# TASK 1:
List every stopover that the biography of João Ribeiro de Barros names for the flight from Genoa to Santo Amaro.
# TASK 2:
According to the biography of João Ribeiro de Barros, what aircraft did he fly across the Atlantic Ocean?
# TASK 3:
Resume the biography of the aviator João Ribeiro de Barros after its final sentence, continuing the "History" section in the same formal tone.

# STUDY TEXT:
-------------------------

João Ribeiro de Barros (4 April 1900 - 20 July 1947) was the first aviator of the three Americas to make an air crossing from Europe to America, on April 28, 1927, crossing the Atlantic Ocean with the Savoia-Marchetti S.55 hydroplane Jahú. On his flight, he had the company of three others: João Negrão (co-pilot), Newton Braga (navigator) and Vasco Cinquini (mechanic). The four aviators departed from Genoa, in Italy, to Santo Amaro (São Paulo), with stopovers in Spain, Gibraltar, Cabo Verde and Fernando de Noronha, in the Brazilian territory.

==History==

De Barros was a student of Ateneu Jauense and completed secondary school at the Instituto de Ciências e Letras of São Paulo. He was considered a good student. He ingressed in Faculdade do Largo de São Francisco (USP today).

-------------------------

# EXTRACTED INFORMATION:
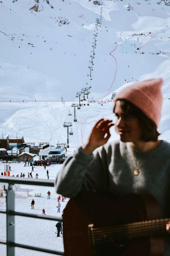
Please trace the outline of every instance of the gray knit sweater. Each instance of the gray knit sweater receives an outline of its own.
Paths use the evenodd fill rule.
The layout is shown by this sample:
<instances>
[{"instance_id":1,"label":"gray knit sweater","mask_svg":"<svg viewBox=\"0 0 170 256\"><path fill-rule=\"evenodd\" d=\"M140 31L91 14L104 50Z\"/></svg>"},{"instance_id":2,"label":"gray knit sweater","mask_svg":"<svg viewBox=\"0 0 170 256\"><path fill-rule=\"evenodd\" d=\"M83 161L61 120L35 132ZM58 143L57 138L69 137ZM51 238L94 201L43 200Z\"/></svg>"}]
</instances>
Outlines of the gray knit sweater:
<instances>
[{"instance_id":1,"label":"gray knit sweater","mask_svg":"<svg viewBox=\"0 0 170 256\"><path fill-rule=\"evenodd\" d=\"M144 160L138 176L137 166ZM149 193L157 199L162 218L170 218L170 144L163 141L157 148L142 152L131 149L120 141L98 148L94 155L85 154L79 148L63 164L56 181L57 193L68 197L80 191L108 192L118 197L135 192ZM164 256L170 255L170 235L165 236Z\"/></svg>"}]
</instances>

-------------------------

# TASK OUTPUT 1:
Spain
Gibraltar
Cabo Verde
Fernando de Noronha

# TASK OUTPUT 2:
The Savoia-Marchetti S.55 hydroplane Jahú.

# TASK OUTPUT 3:
In 1919, he abandoned school and decided to study mechanical engineering in the US. On February 21, 1923 he obtained the No.88 international brevet of Aviator International League in France. He started his pilot career in France and obtained more training in air navigation and as a pilot in the US, and air acrobatics in Germany.

In 1926, he started a project: to realize a "raid", from Italy, on board a hydroplane, to Brazil, in an independent flight without the use of ships.